• _Stated goal 1_: Please shift the coordinates in the data records by adding 19 to every x and y value. Write out each line from the one containing "Every instance of the chair leg gets one dot." through the end of the records, with both ends included.

• _Selected excerpt_:
►

As of 25 August 2023, the obligations set out in the Digital Services Act (“DSA”) for online platforms and very large search engines became directly applicable throughout the European Union. From the strengthening of online protection for minors, to the extension of transparency obligations on content moderation mechanisms, from the fight against fake news, to the clampdown on the publication of illegal content: let us guide you through the main requirements.

 
  
Before proceeding, it is crucial to recall that only platforms and search engines with an average monthly number of active recipients in the European Union of 45 million or more shall be considered as “very large”. The relevant entities were expressly identified by the European Commission with a specific act dated 25 April 2023, among which we can find – without particular surprises – some major players in the technological field, including Google, Meta, Apple and Microsoft.
  
The strategic importance of such entities is all the more evident if we look at the goal that the European legislator intends to achieve through the DSA, namely the creation of a safe, predictable and trusted online environment that facilitates innovation and effectively protects the fundamental rights of the individual. And it is clear that this mission cannot be achieved without taking advantage of the dominant position that the players identified by the Commission hold in the digital market.
 

General obligations

What are the prescriptions imposed by the DSA on such entities? Firstly, we find a series of broader obligations that the DSA addresses to all intermediary service providers falling within its scope, without distinction. These entities are required, in brief, to: 
  • designate a single point of contact to communicate directly with the competent authorities and the recipients of the service;
  • supplementing its terms and conditions by including information on the restrictions imposed, in clear, simple, understandable, user-friendly and unambiguous language;
  • ensure greater transparency of content moderation logics and procedures, with particular focus on algorithmic decision-making processes and human verification and supervision.

◄

• _Stated goal 2_: Condense the paragraph of the DSA overview that begins "Before proceeding, it is crucial to recall" into a shorter version that keeps its main facts.

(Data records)
►

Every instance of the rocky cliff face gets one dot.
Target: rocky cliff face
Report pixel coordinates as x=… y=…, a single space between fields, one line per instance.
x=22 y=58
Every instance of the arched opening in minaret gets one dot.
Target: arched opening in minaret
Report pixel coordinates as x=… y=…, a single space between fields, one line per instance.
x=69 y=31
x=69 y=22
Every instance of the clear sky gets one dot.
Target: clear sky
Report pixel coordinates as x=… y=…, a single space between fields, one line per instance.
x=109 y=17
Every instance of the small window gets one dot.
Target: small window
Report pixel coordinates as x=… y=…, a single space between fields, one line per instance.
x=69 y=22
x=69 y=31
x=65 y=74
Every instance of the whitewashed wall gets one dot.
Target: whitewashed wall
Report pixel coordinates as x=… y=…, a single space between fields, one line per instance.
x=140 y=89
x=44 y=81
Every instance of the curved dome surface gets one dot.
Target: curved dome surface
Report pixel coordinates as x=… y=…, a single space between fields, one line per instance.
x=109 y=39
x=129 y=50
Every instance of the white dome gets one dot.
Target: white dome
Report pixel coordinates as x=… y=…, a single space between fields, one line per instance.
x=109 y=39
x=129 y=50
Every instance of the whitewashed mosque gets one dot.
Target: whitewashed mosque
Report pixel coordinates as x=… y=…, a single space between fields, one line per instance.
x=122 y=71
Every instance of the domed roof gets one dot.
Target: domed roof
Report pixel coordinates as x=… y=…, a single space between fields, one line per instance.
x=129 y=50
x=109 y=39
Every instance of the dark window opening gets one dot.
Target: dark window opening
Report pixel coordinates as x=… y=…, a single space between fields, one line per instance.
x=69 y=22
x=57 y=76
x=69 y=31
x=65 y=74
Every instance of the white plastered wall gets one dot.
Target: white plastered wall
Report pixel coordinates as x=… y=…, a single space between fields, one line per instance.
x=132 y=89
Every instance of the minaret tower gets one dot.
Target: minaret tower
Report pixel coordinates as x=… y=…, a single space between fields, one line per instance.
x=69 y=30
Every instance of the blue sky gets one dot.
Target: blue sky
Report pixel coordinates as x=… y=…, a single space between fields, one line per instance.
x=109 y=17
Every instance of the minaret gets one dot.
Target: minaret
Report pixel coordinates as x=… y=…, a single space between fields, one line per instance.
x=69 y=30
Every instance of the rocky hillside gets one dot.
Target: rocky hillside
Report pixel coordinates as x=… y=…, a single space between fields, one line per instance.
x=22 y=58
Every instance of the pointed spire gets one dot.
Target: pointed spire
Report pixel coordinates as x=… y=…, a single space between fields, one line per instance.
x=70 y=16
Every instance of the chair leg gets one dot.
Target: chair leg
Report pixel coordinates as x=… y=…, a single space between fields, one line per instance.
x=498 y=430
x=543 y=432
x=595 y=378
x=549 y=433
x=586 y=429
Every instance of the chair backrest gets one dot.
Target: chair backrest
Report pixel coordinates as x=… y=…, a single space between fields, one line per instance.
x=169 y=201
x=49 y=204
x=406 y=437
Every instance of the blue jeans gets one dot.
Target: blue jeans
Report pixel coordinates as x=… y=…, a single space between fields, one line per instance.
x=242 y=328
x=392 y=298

◄

• _Complete answer 1_:
Every instance of the chair leg gets one dot.
Target: chair leg
Report pixel coordinates as x=… y=…, a single space between fields, one line per instance.
x=517 y=449
x=562 y=451
x=614 y=397
x=568 y=452
x=605 y=448
Every instance of the chair backrest gets one dot.
Target: chair backrest
Report pixel coordinates as x=… y=…, a single space between fields, one line per instance.
x=188 y=220
x=68 y=223
x=425 y=456
Every instance of the blue jeans gets one dot.
Target: blue jeans
Report pixel coordinates as x=… y=…, a single space between fields, one line per instance.
x=261 y=347
x=411 y=317

• _Complete answer 2_: Only platforms and search engines with an average of 45 million or more monthly active recipients in the European Union count as "very large." The European Commission named these entities in an act dated 25 April 2023. They include Google, Meta, Apple and Microsoft.